Rewrite the stretch from the start of the items through the line that contains "Now the door", replacing "door frame" with "window frame" and changing nothing else. Leave the pictures out of your answer.

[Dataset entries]

◇ ◇ ◇

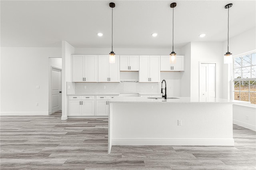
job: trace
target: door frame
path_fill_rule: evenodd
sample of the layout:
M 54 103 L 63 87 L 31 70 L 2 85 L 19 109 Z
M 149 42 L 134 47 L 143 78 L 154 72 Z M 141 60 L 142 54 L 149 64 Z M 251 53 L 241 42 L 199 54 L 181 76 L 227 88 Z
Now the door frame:
M 49 100 L 50 101 L 49 101 L 49 109 L 50 111 L 49 111 L 49 115 L 50 115 L 52 114 L 52 113 L 52 113 L 52 69 L 54 68 L 54 69 L 56 69 L 57 70 L 59 70 L 60 71 L 60 86 L 62 87 L 62 69 L 60 68 L 59 68 L 58 67 L 55 67 L 55 66 L 53 66 L 52 65 L 51 65 L 51 69 L 50 70 L 50 79 L 49 80 L 49 92 L 50 93 L 49 95 L 50 95 L 50 96 L 49 97 Z M 62 111 L 62 95 L 61 95 L 61 101 L 60 101 L 60 111 Z
M 200 72 L 201 71 L 201 64 L 215 64 L 215 98 L 217 99 L 218 98 L 217 97 L 217 89 L 218 89 L 218 87 L 217 87 L 217 85 L 218 84 L 217 83 L 217 81 L 218 80 L 217 78 L 217 62 L 201 62 L 201 61 L 199 61 L 199 74 L 198 74 L 198 84 L 199 84 L 199 85 L 198 85 L 198 87 L 199 87 L 199 89 L 198 89 L 198 97 L 199 97 L 199 98 L 200 98 Z

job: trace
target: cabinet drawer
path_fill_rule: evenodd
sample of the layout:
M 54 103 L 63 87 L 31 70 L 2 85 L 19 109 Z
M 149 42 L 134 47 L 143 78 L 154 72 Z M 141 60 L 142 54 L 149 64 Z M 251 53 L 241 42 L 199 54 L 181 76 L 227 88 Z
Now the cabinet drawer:
M 98 100 L 108 100 L 107 96 L 97 96 L 96 99 Z
M 81 96 L 70 96 L 70 100 L 81 100 Z
M 82 100 L 94 100 L 94 96 L 82 96 Z
M 111 100 L 112 99 L 115 98 L 116 97 L 119 97 L 118 95 L 114 95 L 114 96 L 108 96 L 108 100 Z

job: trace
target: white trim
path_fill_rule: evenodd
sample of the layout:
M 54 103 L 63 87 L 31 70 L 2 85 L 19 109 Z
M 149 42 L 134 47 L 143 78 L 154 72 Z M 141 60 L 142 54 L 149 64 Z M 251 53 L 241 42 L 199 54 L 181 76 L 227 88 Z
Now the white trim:
M 108 119 L 108 116 L 68 116 L 68 119 Z
M 256 126 L 254 126 L 252 125 L 248 124 L 248 123 L 245 123 L 233 119 L 233 123 L 235 125 L 240 126 L 244 128 L 248 128 L 253 131 L 256 131 Z
M 42 116 L 50 115 L 50 112 L 1 112 L 1 116 Z
M 62 116 L 61 117 L 61 120 L 62 121 L 65 121 L 66 120 L 68 119 L 68 116 Z
M 112 145 L 234 146 L 232 138 L 113 138 Z

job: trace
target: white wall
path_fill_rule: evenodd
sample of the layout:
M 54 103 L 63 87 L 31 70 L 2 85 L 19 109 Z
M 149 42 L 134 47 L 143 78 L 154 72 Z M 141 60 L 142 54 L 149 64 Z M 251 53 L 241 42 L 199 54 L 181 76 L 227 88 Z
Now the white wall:
M 189 43 L 181 49 L 185 55 L 185 71 L 182 72 L 180 80 L 180 96 L 190 96 L 190 69 L 191 64 L 191 43 Z
M 50 114 L 52 113 L 52 92 L 51 92 L 51 73 L 52 66 L 60 69 L 62 68 L 62 59 L 61 58 L 51 57 L 49 58 L 49 99 L 48 111 Z
M 222 55 L 227 52 L 227 41 L 223 43 Z M 256 49 L 256 28 L 255 27 L 229 40 L 229 51 L 233 56 Z M 231 76 L 233 71 L 230 69 L 230 64 L 223 64 L 223 98 L 231 98 Z
M 180 55 L 180 49 L 174 49 L 177 55 Z M 172 49 L 166 48 L 116 48 L 114 49 L 116 55 L 168 55 Z M 110 48 L 76 48 L 76 54 L 108 55 L 110 52 Z
M 48 59 L 61 53 L 60 48 L 1 47 L 1 115 L 48 115 Z
M 74 54 L 75 48 L 65 41 L 62 43 L 62 120 L 68 119 L 67 82 L 71 81 L 71 55 Z
M 222 42 L 192 42 L 190 97 L 199 96 L 199 62 L 217 63 L 217 97 L 222 97 Z

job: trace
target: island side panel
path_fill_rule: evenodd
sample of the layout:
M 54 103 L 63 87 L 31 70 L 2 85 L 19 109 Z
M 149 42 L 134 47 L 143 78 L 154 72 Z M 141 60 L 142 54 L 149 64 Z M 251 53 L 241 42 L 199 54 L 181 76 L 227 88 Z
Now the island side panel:
M 115 103 L 111 115 L 112 145 L 234 144 L 231 104 Z

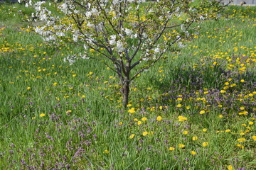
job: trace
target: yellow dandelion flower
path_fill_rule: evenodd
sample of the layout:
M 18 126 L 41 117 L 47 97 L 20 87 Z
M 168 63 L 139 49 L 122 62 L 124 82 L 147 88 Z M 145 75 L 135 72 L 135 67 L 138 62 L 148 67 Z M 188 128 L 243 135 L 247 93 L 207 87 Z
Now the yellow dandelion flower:
M 178 98 L 177 101 L 182 101 L 182 98 Z
M 240 107 L 240 110 L 245 110 L 245 107 L 243 107 L 243 106 Z
M 185 144 L 179 144 L 178 146 L 179 148 L 184 148 L 185 147 Z
M 203 132 L 206 132 L 207 131 L 207 129 L 206 128 L 203 128 Z
M 193 137 L 192 140 L 196 141 L 196 140 L 198 140 L 198 137 Z
M 233 166 L 232 166 L 232 165 L 229 165 L 228 166 L 228 170 L 233 170 Z
M 245 140 L 246 140 L 245 138 L 239 138 L 239 139 L 238 139 L 238 142 L 245 142 Z
M 156 118 L 157 121 L 161 121 L 162 119 L 163 119 L 162 117 L 161 117 L 160 115 L 157 116 L 157 118 Z
M 179 116 L 178 117 L 178 121 L 179 121 L 179 122 L 183 122 L 183 121 L 184 121 L 184 120 L 188 120 L 187 118 L 183 117 L 183 116 L 182 116 L 182 115 L 179 115 Z
M 146 121 L 146 120 L 147 120 L 147 118 L 145 118 L 145 117 L 143 117 L 143 118 L 142 118 L 142 121 Z
M 103 152 L 103 153 L 104 153 L 104 154 L 109 154 L 110 152 L 109 152 L 108 150 L 105 150 L 105 151 Z
M 132 135 L 129 137 L 129 138 L 132 139 L 132 138 L 134 137 L 134 136 L 135 136 L 134 134 L 132 134 Z
M 135 113 L 135 108 L 132 108 L 131 109 L 128 110 L 128 113 Z
M 208 144 L 209 144 L 209 142 L 204 142 L 202 144 L 203 147 L 207 147 Z
M 256 136 L 252 136 L 252 138 L 253 140 L 256 140 Z
M 176 107 L 177 108 L 181 108 L 182 105 L 181 104 L 177 104 Z
M 41 113 L 41 114 L 39 115 L 39 116 L 40 116 L 40 117 L 43 117 L 43 116 L 46 116 L 46 114 L 45 114 L 45 113 Z
M 169 147 L 169 150 L 170 151 L 174 151 L 174 150 L 175 150 L 175 148 L 174 147 Z
M 143 136 L 146 136 L 148 134 L 149 134 L 149 132 L 146 131 L 142 132 Z
M 220 91 L 220 93 L 221 93 L 221 94 L 225 94 L 225 92 L 226 92 L 226 91 L 225 91 L 225 90 L 221 90 L 221 91 Z

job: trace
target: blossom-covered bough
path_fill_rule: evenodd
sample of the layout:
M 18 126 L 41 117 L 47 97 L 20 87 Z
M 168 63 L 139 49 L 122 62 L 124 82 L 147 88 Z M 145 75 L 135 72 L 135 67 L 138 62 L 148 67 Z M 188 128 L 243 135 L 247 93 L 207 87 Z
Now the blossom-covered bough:
M 46 41 L 73 43 L 82 53 L 65 58 L 96 59 L 116 72 L 122 84 L 123 105 L 128 103 L 130 82 L 174 47 L 184 47 L 196 24 L 217 18 L 220 1 L 190 0 L 63 0 L 26 4 L 32 17 L 44 24 L 34 28 Z M 57 7 L 61 13 L 50 11 Z M 89 55 L 89 51 L 97 55 Z

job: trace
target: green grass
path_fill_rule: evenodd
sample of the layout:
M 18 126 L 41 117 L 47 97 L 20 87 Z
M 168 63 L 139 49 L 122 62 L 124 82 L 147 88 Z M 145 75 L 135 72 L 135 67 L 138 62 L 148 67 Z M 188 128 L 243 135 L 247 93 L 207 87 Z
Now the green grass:
M 64 62 L 80 49 L 43 42 L 23 21 L 31 12 L 1 5 L 1 169 L 256 167 L 255 7 L 230 6 L 201 25 L 131 84 L 127 110 L 117 75 L 93 60 Z

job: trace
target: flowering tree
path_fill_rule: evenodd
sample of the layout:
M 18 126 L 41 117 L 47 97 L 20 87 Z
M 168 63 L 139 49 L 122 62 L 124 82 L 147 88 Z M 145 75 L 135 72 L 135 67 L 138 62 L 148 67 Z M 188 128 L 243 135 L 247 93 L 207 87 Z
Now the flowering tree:
M 26 5 L 35 8 L 33 18 L 44 21 L 34 28 L 46 41 L 84 47 L 82 53 L 66 58 L 70 63 L 78 57 L 94 58 L 117 74 L 124 107 L 130 82 L 175 44 L 183 47 L 181 40 L 196 23 L 217 18 L 223 8 L 219 1 L 207 0 L 197 7 L 191 0 L 29 0 Z M 61 13 L 52 11 L 53 6 Z M 99 55 L 90 56 L 89 50 Z

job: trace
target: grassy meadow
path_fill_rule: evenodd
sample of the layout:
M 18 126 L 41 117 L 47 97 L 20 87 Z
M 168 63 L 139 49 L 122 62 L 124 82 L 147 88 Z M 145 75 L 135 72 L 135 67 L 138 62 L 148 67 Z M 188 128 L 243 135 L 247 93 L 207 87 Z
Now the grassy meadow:
M 43 42 L 31 12 L 0 4 L 0 169 L 256 168 L 256 6 L 200 25 L 132 82 L 125 110 L 117 75 L 64 62 L 80 49 Z

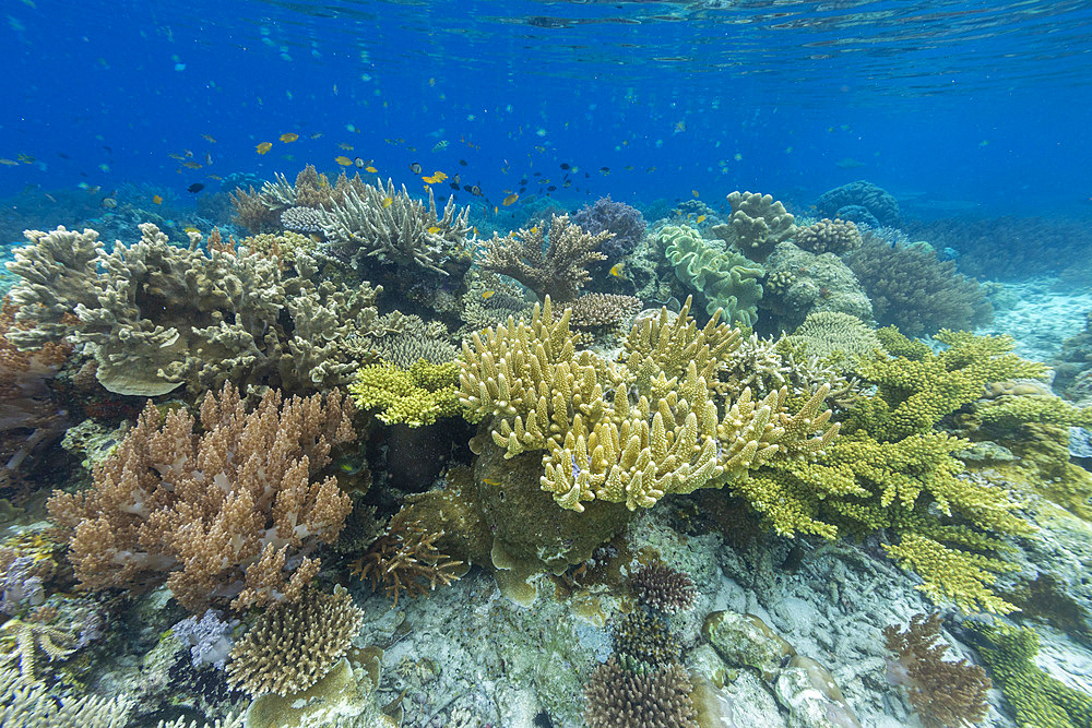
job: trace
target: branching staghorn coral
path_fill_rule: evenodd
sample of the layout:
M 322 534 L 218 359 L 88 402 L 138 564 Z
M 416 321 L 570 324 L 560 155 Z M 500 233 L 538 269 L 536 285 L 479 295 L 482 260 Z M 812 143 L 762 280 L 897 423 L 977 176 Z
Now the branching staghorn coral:
M 394 599 L 392 609 L 399 606 L 402 594 L 427 595 L 437 584 L 447 586 L 462 573 L 459 566 L 463 562 L 440 553 L 436 547 L 443 535 L 442 530 L 426 533 L 417 524 L 396 518 L 368 552 L 353 563 L 353 573 L 360 580 L 369 580 L 372 589 L 382 587 Z
M 232 648 L 227 682 L 251 695 L 289 695 L 321 680 L 353 645 L 364 611 L 341 585 L 270 607 Z
M 556 301 L 568 301 L 591 281 L 587 264 L 606 260 L 596 249 L 613 236 L 606 230 L 596 235 L 584 232 L 569 222 L 568 215 L 554 215 L 548 247 L 546 230 L 537 225 L 530 230 L 520 228 L 506 238 L 494 234 L 491 240 L 485 241 L 482 267 L 515 278 L 539 300 L 549 296 Z
M 72 342 L 95 358 L 107 390 L 156 396 L 228 380 L 304 391 L 345 384 L 375 358 L 375 337 L 397 329 L 375 307 L 382 288 L 312 284 L 306 250 L 295 251 L 296 277 L 215 231 L 207 250 L 198 234 L 179 248 L 154 225 L 141 232 L 108 255 L 94 230 L 27 232 L 32 244 L 8 264 L 22 278 L 11 293 L 15 321 L 27 326 L 9 338 L 21 349 Z
M 432 188 L 425 204 L 410 196 L 404 184 L 399 190 L 391 180 L 383 187 L 355 179 L 344 186 L 340 196 L 322 223 L 328 247 L 335 255 L 355 264 L 364 258 L 378 258 L 442 275 L 449 275 L 446 265 L 450 259 L 468 255 L 470 207 L 458 211 L 453 196 L 442 216 L 437 214 Z
M 905 630 L 883 628 L 888 679 L 906 688 L 910 702 L 927 728 L 959 728 L 982 723 L 989 707 L 986 671 L 966 658 L 946 660 L 948 645 L 940 637 L 940 614 L 914 614 Z
M 151 403 L 92 489 L 56 493 L 50 515 L 72 529 L 69 559 L 84 588 L 166 581 L 191 611 L 292 600 L 318 572 L 310 558 L 337 538 L 351 509 L 333 477 L 312 476 L 331 446 L 355 439 L 352 403 L 336 392 L 283 401 L 270 390 L 247 413 L 225 384 L 165 418 Z
M 616 365 L 574 351 L 569 312 L 551 302 L 530 324 L 511 321 L 463 343 L 461 402 L 472 421 L 489 420 L 506 457 L 544 450 L 542 487 L 565 509 L 582 502 L 651 508 L 667 493 L 689 493 L 747 477 L 774 457 L 814 457 L 838 432 L 823 430 L 828 387 L 796 415 L 787 391 L 756 402 L 714 402 L 712 381 L 737 346 L 738 331 L 714 314 L 699 331 L 690 301 L 672 321 L 634 326 Z M 822 431 L 821 437 L 812 433 Z

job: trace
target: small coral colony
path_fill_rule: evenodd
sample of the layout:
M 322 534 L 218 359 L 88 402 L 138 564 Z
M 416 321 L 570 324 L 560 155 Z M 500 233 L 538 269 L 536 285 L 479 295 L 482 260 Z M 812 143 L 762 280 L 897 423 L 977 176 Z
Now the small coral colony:
M 361 625 L 468 574 L 513 610 L 595 596 L 607 647 L 568 695 L 593 728 L 737 725 L 738 671 L 790 725 L 862 725 L 835 666 L 712 609 L 650 518 L 901 568 L 935 610 L 876 625 L 875 689 L 923 725 L 984 720 L 992 685 L 1017 725 L 1092 725 L 1006 617 L 1043 514 L 1092 516 L 1067 453 L 1092 410 L 970 333 L 983 287 L 880 188 L 652 224 L 544 204 L 491 235 L 310 166 L 232 204 L 234 235 L 28 230 L 8 263 L 3 725 L 401 725 Z M 166 687 L 117 677 L 156 659 Z

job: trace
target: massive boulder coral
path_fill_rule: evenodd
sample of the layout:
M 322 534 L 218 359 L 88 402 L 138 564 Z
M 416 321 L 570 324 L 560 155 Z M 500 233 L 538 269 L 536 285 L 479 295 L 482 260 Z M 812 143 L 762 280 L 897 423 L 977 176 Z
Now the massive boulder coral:
M 117 394 L 156 396 L 183 384 L 199 394 L 225 381 L 345 384 L 373 358 L 376 338 L 401 327 L 400 317 L 375 307 L 382 288 L 313 284 L 316 264 L 302 249 L 296 276 L 278 258 L 215 231 L 205 247 L 193 232 L 180 248 L 145 224 L 139 242 L 118 241 L 109 254 L 91 229 L 26 235 L 32 244 L 8 267 L 21 278 L 11 291 L 15 320 L 27 326 L 10 341 L 21 349 L 74 343 Z
M 823 192 L 816 200 L 816 207 L 821 215 L 873 227 L 898 227 L 901 222 L 899 201 L 883 188 L 863 179 Z
M 164 417 L 149 403 L 90 490 L 49 500 L 81 585 L 166 582 L 194 612 L 295 599 L 352 509 L 334 477 L 313 480 L 331 447 L 356 438 L 352 414 L 336 390 L 288 401 L 269 390 L 247 413 L 225 384 L 204 398 L 197 434 L 186 410 Z

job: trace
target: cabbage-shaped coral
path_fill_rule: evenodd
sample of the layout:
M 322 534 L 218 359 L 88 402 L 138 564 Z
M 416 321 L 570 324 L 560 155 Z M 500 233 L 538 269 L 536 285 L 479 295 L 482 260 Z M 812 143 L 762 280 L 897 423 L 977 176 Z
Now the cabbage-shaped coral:
M 675 275 L 701 297 L 707 313 L 723 309 L 729 323 L 755 325 L 762 298 L 762 266 L 732 249 L 713 248 L 700 231 L 686 225 L 665 227 L 660 240 Z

◇ ◇ ◇

**EXERCISE OUTPUT:**
job: trace
target: window frame
path_fill_rule: evenodd
sample of the layout:
M 54 103 L 63 87 L 31 70 L 2 85 L 19 109 Z
M 149 42 L 134 47 L 143 78 L 154 72 Z M 141 60 L 142 54 L 149 64 Z M 251 53 L 241 42 L 199 54 L 181 76 L 227 88 Z
Now the window frame:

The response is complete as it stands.